---------- Source text ----------

Patent Application
20180257189
The subject matter disclosed herein relates to turbomachinery. More particularly, the subject matter disclosed herein relates to maintaining components in turbomachines.
Turbomachinery, for example, steam turbomachinery such as steam turbines, are designed to have useable lifetimes that span for years, and even decades. During the course of their lifespan, these machines and their components require repair, replacement and/or maintenance.
Some turbomachines utilize a radial-entry dovetail fit between the rotor and the blades. When replacing turbine blades in these configurations, the holes in new blades are match-machined (e.g., reamed) to existing holes in the turbine rotor. These holes can be subject to high stress during operation due the centrifugal force of the blades. Each row of blades has many (e.g., hundreds) of holes that are machined several times in order to best fit the existing holes in the rotor (e.g., with progressively larger tool diameter to ensure accuracy). Further complicating this process is the fact that the rotor and blades can be formed of distinct materials, which are machined in a common process. This can make precision and control of the machining equipment difficult, as the machining device (e.g., reamer) transitions from one material to another (e.g., low-alloy steel to martensitic stainless steel, or low alloy steel to titanium). Additionally, this process is commonly performed during an outage, making delays inefficient and costly.

---------- Supplied records ----------

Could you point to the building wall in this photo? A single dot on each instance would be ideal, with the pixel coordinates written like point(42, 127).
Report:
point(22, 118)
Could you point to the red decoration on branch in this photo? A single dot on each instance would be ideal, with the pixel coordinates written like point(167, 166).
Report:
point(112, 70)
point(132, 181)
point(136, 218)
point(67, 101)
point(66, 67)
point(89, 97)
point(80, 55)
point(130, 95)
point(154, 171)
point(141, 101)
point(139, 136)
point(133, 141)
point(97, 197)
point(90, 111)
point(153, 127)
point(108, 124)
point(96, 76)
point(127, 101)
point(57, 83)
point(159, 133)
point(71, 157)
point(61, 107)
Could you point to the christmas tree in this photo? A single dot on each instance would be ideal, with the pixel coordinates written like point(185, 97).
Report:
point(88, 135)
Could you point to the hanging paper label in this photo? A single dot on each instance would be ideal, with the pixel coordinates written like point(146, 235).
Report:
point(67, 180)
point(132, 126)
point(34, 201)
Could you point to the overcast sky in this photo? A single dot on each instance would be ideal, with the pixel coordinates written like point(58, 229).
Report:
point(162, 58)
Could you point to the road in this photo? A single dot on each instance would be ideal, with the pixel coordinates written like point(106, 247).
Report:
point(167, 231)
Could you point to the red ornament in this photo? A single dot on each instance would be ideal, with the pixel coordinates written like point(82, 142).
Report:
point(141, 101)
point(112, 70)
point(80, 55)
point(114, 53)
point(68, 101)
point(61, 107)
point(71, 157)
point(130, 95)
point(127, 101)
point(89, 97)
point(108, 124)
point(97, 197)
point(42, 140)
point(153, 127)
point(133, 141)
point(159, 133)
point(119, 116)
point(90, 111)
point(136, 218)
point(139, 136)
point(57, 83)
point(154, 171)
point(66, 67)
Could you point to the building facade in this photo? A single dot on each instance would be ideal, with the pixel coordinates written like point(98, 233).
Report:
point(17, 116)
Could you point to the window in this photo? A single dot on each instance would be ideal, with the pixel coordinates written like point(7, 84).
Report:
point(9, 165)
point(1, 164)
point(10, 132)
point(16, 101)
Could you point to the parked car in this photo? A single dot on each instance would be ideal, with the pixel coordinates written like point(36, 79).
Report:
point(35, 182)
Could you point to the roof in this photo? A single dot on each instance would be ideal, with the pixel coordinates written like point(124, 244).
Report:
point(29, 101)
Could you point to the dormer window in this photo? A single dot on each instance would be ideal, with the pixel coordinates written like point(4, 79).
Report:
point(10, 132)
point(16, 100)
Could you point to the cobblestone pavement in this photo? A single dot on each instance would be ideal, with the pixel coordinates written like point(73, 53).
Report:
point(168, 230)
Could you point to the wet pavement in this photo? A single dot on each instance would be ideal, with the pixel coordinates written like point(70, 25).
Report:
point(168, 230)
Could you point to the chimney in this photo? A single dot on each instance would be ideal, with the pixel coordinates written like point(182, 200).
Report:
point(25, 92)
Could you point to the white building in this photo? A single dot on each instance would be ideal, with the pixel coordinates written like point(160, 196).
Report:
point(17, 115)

----------
---------- Supplied records ----------

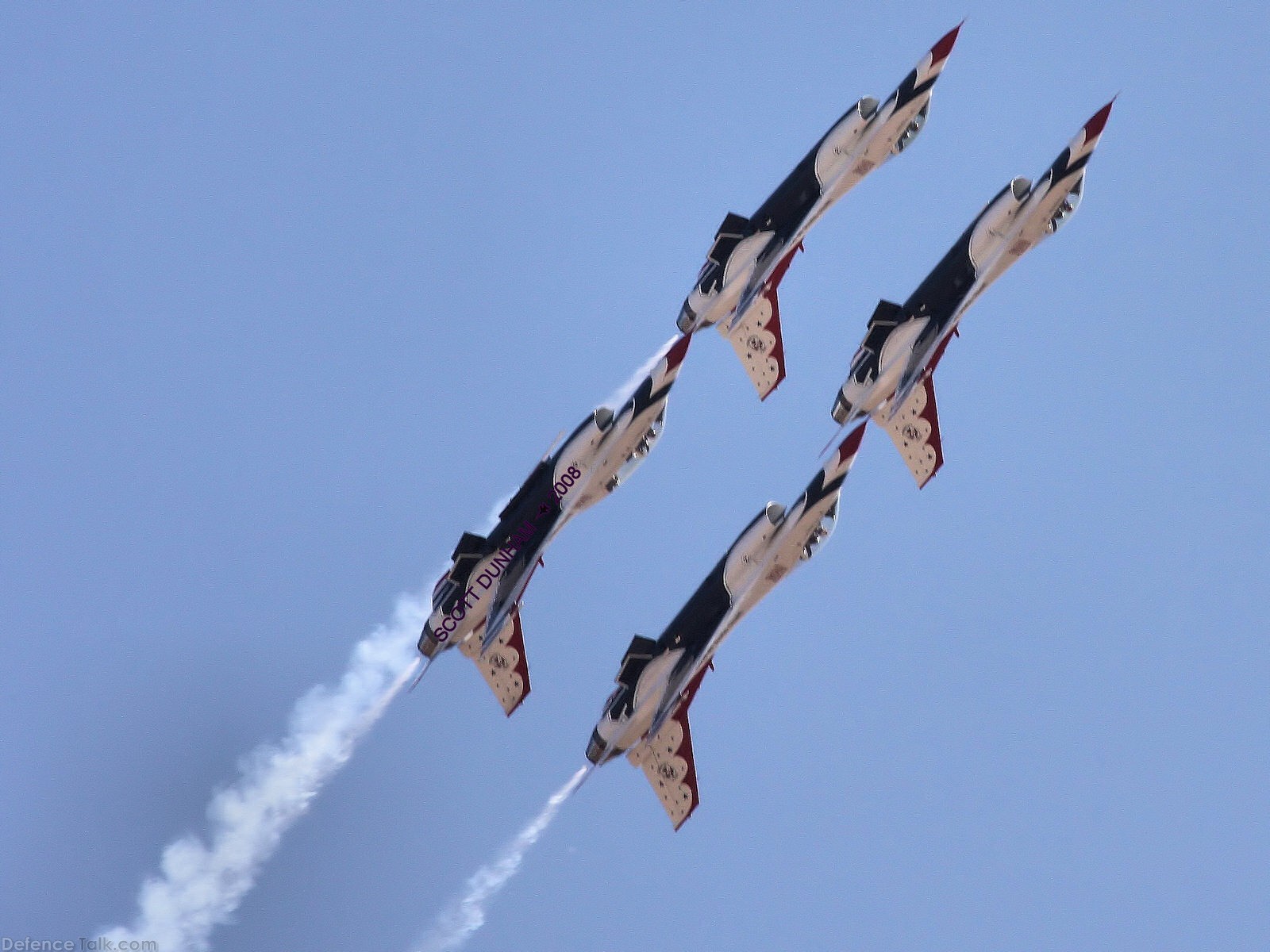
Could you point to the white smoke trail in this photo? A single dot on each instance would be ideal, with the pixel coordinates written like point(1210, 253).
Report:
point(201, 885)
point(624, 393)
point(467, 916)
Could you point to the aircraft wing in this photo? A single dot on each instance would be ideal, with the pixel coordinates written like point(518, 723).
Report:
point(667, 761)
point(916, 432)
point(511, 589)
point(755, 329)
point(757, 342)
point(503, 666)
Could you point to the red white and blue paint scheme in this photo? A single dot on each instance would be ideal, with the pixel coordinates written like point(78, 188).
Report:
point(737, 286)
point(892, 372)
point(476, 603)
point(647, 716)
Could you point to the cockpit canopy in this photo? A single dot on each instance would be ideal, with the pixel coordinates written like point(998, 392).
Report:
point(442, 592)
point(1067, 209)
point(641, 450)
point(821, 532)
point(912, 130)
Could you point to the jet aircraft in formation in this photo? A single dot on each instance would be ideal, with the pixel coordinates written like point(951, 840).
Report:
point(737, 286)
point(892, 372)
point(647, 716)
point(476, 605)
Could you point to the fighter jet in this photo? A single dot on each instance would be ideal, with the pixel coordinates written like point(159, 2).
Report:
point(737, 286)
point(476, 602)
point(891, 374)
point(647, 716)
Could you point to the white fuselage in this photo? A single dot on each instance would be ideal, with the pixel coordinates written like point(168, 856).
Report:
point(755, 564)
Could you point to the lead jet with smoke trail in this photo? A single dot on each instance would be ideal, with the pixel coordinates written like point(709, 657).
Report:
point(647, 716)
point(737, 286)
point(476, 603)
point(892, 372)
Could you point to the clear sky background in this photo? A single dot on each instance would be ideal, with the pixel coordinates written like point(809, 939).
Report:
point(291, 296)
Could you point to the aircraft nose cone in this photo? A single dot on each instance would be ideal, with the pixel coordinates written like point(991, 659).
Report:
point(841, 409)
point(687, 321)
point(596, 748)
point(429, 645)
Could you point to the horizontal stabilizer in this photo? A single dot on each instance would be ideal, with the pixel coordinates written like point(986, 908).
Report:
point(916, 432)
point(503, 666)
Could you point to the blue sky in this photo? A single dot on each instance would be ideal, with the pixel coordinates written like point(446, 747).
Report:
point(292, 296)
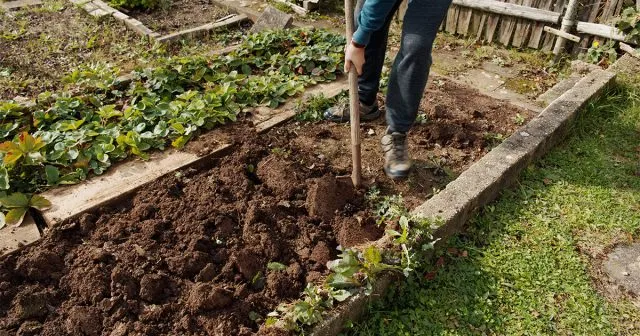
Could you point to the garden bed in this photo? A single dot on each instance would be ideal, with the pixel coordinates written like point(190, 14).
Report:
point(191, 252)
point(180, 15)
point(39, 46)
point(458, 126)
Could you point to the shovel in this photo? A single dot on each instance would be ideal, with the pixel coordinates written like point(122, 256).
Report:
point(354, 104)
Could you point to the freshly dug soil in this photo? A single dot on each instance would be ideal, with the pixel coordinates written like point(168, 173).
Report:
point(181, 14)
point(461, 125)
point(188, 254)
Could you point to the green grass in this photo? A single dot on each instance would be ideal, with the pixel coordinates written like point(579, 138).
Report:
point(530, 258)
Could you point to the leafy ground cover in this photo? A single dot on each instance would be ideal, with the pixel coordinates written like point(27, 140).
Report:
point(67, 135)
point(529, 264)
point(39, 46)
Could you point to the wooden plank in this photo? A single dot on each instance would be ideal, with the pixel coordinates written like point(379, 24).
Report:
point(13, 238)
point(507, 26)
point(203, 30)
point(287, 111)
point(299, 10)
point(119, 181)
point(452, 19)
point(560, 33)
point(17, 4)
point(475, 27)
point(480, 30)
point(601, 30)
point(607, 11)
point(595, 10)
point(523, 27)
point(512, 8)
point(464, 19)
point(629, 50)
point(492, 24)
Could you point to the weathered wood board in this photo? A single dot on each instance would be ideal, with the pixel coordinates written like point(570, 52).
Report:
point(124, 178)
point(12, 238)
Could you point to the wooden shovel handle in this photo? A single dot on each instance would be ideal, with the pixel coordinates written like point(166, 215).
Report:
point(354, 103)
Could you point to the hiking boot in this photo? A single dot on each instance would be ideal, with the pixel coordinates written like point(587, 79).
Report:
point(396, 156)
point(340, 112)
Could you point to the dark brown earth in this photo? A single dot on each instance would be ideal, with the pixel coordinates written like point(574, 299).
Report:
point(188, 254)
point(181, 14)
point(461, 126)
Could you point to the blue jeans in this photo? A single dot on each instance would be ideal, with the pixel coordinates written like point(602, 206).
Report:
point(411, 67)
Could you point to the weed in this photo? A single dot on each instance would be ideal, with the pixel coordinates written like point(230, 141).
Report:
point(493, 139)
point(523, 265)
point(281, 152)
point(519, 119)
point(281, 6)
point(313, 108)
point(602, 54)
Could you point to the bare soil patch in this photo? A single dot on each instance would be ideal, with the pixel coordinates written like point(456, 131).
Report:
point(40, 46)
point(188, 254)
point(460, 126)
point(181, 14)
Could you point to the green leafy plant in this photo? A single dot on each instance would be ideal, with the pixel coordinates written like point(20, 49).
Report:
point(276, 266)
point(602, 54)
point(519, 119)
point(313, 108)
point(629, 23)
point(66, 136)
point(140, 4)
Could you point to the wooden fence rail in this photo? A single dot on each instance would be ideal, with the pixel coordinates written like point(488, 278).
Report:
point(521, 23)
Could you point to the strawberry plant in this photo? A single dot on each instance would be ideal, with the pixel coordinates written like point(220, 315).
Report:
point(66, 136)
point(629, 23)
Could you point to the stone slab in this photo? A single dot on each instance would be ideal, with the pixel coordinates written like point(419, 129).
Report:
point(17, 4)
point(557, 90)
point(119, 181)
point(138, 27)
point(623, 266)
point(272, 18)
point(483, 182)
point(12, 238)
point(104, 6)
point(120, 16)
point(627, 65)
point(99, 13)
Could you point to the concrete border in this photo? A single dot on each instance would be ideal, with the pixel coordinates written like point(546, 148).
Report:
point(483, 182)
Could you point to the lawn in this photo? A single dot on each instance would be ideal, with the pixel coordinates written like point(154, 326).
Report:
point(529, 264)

----------

= Set task 1 =
In the location identification entries, render as a numbered list, with blank lines omitted, the lines from the one containing "Could you point to the wooden plank" up to and including the one containing "point(492, 24)".
= Set task 2 =
Finish out the next part of the turbomachinery patent text, picking up after its final sentence.
The turbomachinery patent text and the location identification entries are unrelated to each other.

= Result 1 =
1. Could you point to the wooden plank in this photo? A single dot on each instance would be ideal, with the pixel coordinates written like point(379, 24).
2. Report:
3. point(13, 238)
4. point(507, 26)
5. point(203, 30)
6. point(287, 111)
7. point(299, 10)
8. point(119, 181)
9. point(452, 19)
10. point(560, 33)
11. point(17, 4)
12. point(475, 27)
13. point(480, 30)
14. point(601, 30)
15. point(607, 11)
16. point(595, 10)
17. point(523, 27)
18. point(512, 8)
19. point(464, 19)
20. point(629, 50)
21. point(492, 24)

= Result 2 =
Conventional approaches for machining these rotor holes involves manually match-machining (e.g., reaming) holes in new blades with holes in the rotor. In these cases, the operator often strains to feed the drill through the holes and avoid being overpowered if the reamer binds. Additionally, this manual process can be tiring, causing operators to fatigue and consequently fail to form uniform holes. When holes are not uniform, or are too large, they can reduce the lifespan of rotor and/or blades due to material fatigue.
Various embodiments include approaches for machining a turbine component. In some cases, a system for machining a hole in at least one turbine blade matingly engaged with a turbine rotor includes: a mount for engaging a first side of the turbine rotor, the mount including: a drill plate for coupling with the first side of the turbine rotor, the drill plate having: a body; a feed opening on a first side of the body; a passage extending from the feed opening through the body; and a second opening on a second side of the body, the second opening coupled with the passage and positioned to align with the pre-formed hole in the turbine rotor; an alignment bushing for engaging the pre-formed hole in the turbine rotor at a second side of the turbine rotor, opposite the first side of the turbine rotor; and a cutting device for extending through the body and the alignment bushing, the cutting device for removing a portion of the turbine blade to machine the hole in the at least one turbine blade, the cutting device aligned along a chamfer axis relative to a primary axis of the turbine rotor.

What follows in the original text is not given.